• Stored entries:
=-=-=
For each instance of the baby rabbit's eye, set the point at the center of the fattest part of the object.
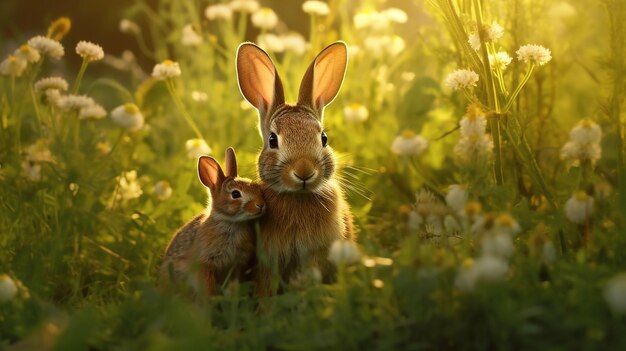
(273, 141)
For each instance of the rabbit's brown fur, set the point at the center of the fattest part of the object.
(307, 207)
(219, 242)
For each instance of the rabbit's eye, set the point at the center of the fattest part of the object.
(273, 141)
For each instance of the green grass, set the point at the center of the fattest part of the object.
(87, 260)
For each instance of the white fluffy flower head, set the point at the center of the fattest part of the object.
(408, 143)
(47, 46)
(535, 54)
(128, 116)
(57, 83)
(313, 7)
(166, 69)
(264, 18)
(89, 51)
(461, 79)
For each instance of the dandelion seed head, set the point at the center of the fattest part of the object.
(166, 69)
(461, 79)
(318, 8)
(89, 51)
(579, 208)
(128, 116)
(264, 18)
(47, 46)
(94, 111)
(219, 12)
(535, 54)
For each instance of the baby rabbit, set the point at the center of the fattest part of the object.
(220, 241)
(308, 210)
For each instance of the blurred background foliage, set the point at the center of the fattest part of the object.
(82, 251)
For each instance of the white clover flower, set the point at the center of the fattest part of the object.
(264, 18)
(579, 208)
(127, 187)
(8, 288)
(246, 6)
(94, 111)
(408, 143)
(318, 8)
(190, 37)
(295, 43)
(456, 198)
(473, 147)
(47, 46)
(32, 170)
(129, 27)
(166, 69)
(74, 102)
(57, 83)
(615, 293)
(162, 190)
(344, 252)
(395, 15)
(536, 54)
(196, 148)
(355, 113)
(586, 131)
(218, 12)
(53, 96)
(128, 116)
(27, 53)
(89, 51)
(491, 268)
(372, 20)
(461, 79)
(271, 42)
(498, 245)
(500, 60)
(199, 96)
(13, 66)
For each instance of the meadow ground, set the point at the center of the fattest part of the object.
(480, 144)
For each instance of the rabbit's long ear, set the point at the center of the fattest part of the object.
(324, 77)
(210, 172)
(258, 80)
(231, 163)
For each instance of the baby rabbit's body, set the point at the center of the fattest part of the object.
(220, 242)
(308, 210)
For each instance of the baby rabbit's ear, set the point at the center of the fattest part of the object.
=-=-=
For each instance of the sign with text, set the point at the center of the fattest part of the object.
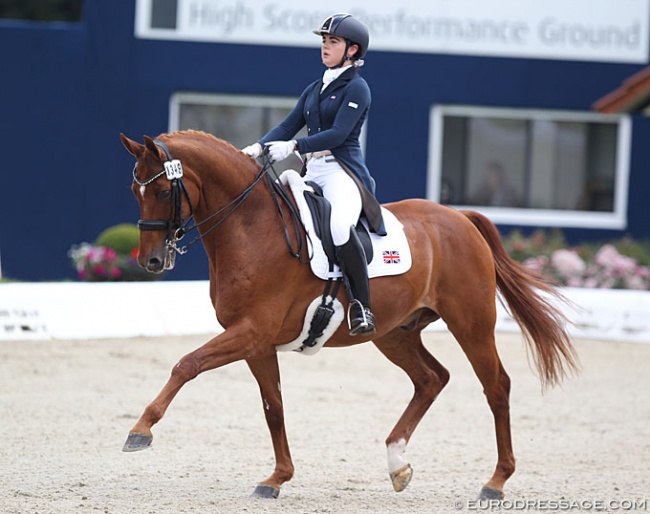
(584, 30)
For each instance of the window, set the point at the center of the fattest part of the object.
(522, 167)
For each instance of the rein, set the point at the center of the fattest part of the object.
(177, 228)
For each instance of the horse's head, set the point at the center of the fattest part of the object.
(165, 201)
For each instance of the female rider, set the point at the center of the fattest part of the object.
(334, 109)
=-=-=
• REQUEST: Please copy the lines above exactly, starting with the line containing "For each instance of the rabbit's long" and continuing through the line containing "For each instance of the baby rabbit's ear, set".

• COMPLETED TASK:
For each instance of the rabbit's long ear, set the point at the center of the fattest part of the object.
(324, 77)
(210, 172)
(258, 80)
(231, 163)
For each instance of the baby rabbit's body, set the point at the center of the fattest part of the object.
(220, 242)
(308, 210)
For each instance of the baby rabbit's ear, set the point at the center of the fattest part of the object.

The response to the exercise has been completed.